- 短い課題 1 -
文字列「hood」を含む行だけに絞り込んで、すべて書き写してください。大文字と小文字は区別する。

ミュージック・マガジンの「ニュー・スタンダード2020s」で、
ポルトガル語圏アフリカ(PALOP)音楽を特集するにあたって、
編集の新田晋平さんからディスク・ガイドの選盤に、
「ポルトガルのレーベル、プリンシペは入りますか」との問いかけがあり。
う~ん、こういうアドヴァイスは、本当にありがたい限り。
ぼくが電子音楽界隈には疎いことを見越して、さりげなく教えてくれているわけで、
新田さんお見通しの通り、そのレーベル、ぜんぜん、存じあげませ~ん!
ということで、プリンシペ、あわててチェックしましたよ。
いやあ、オドロきました。
時代はクドゥロから、とんでもなく飛躍していたんですね。
記事のディスク・ガイドには、
レーベルを代表するDJマルフォックスをとりあえず選びましたが、
プリンシペに集う多くのアーティストをコンパイルしたCDが出ていたので、
さっそくオーダーしましたよ。
ちなみに、プリンシペのカタログはデジタル・リリースが中心で、
CDはたった2作しか出ていないだけに貴重です。
このCDは、プリンシペというレーベルを理解するのに、うってつけですね。
全23曲、すべてのトラックに共通しているのが、ポリリズムの応酬です。
どれもこれも徹底的に、パーカッシヴ。このビートメイキングには圧倒させられました。
シンゲリやゴムなどぶっ飛んだアフリカン・エレクトロニック・ミュージックは数々あれど、
このビート・センスには、夢中にさせられます。
ここに集う若い才能たちは、ハウスやテクノ、あるいはグライムやダブステップなどの
欧米のベース・ミュージックの影響を受けずに、
これをクリエイトしているんじゃないのかな。
それほど非凡で、個性的なトラックばかりが並んでいるんですよ。

- 短い課題 2 -
抜粋の中で、プリンシペのCDが貴重だとされている理由を一〜三文で説明せよ。

- 演習用の行 -
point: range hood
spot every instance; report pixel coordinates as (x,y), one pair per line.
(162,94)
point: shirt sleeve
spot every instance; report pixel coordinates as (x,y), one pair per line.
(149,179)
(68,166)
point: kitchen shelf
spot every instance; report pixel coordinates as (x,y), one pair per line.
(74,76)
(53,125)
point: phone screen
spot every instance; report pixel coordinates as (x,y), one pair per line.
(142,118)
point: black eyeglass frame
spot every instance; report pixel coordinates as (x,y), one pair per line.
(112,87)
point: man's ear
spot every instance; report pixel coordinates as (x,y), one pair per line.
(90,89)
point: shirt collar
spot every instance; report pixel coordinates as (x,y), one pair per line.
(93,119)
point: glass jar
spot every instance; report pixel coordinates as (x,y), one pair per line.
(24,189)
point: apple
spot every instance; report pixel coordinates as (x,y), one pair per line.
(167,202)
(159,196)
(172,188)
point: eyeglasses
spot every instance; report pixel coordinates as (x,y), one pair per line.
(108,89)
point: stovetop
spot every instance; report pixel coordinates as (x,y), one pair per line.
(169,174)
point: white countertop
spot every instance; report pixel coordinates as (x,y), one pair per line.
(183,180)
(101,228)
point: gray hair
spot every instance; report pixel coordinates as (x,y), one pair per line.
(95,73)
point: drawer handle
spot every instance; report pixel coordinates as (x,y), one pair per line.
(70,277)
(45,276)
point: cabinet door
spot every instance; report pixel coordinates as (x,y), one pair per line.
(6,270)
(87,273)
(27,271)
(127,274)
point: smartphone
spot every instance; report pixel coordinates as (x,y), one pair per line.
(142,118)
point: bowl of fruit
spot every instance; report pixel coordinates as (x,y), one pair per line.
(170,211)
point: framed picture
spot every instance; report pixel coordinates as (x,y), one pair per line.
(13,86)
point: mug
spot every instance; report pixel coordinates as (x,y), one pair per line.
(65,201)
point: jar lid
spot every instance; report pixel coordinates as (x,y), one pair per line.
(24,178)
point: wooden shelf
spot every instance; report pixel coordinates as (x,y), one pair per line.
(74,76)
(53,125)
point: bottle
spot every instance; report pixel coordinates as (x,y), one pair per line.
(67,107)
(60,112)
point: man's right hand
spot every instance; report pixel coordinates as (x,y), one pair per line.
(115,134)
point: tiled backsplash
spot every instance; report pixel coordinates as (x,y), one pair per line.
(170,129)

...

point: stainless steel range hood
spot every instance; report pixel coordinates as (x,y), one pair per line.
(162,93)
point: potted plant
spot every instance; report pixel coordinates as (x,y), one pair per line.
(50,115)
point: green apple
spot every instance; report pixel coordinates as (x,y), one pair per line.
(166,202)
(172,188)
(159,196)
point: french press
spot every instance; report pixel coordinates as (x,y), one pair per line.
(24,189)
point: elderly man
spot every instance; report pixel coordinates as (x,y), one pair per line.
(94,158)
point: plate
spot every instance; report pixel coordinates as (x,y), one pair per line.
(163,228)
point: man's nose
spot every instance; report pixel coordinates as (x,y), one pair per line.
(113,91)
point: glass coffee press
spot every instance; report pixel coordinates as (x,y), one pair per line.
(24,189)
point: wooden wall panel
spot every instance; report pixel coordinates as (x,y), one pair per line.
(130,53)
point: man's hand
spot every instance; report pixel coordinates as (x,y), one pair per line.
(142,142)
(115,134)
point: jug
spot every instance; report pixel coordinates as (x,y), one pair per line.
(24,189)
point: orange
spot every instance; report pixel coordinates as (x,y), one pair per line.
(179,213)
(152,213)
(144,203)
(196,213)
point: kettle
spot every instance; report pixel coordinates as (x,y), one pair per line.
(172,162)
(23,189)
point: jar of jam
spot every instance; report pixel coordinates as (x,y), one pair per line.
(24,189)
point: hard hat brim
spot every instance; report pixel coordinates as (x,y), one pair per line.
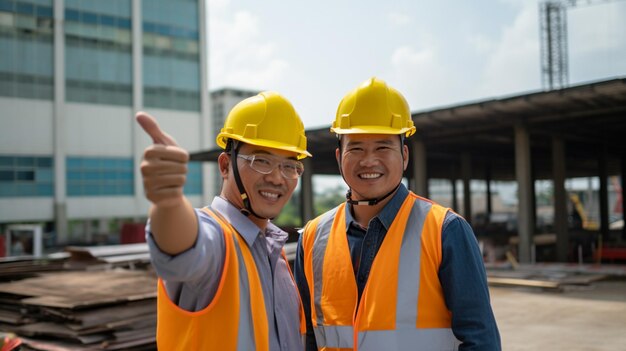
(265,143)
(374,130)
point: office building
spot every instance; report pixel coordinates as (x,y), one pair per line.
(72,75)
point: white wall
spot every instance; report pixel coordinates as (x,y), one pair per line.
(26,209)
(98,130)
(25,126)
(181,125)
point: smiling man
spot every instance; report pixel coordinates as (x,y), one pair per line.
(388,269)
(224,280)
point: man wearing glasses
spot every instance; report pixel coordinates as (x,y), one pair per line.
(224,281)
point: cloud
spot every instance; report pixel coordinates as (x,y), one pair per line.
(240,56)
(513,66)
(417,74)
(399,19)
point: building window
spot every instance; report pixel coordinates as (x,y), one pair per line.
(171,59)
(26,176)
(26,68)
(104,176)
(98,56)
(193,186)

* * *

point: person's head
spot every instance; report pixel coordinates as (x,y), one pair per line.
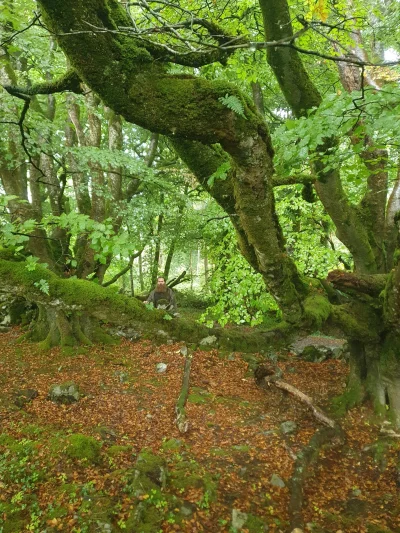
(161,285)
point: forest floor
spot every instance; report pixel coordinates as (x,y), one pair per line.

- 演習の解答 1 -
point: range hood
point: stainless steel range hood

- 演習の解答 2 -
プリンシペのカタログはデジタル・リリースが中心で、CDはたった2作しか出ていないからだ。